*** Data extract

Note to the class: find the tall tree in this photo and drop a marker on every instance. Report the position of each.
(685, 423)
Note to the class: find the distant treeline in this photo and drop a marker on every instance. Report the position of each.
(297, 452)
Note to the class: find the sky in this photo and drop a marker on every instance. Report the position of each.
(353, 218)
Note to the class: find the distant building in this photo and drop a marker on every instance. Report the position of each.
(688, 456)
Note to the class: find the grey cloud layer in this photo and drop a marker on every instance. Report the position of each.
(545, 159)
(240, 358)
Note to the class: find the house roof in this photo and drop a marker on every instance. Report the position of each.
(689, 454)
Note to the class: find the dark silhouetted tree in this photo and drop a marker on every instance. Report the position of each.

******

Retype, without changes, the lines from the line holding "Note to the class: find the grey" to the end of the data, both ends included.

Task solution:
Note to the class: find the grey cloud layer in this photo and drop a marker on every instance. Report the position of each.
(545, 159)
(240, 358)
Note to the class: find the house roof in this photo and drop a marker on every instance. Report the position of each.
(689, 454)
Note to the class: find the dark silhouetted tree in this photo and drop a marker on every instance. Report the position of each.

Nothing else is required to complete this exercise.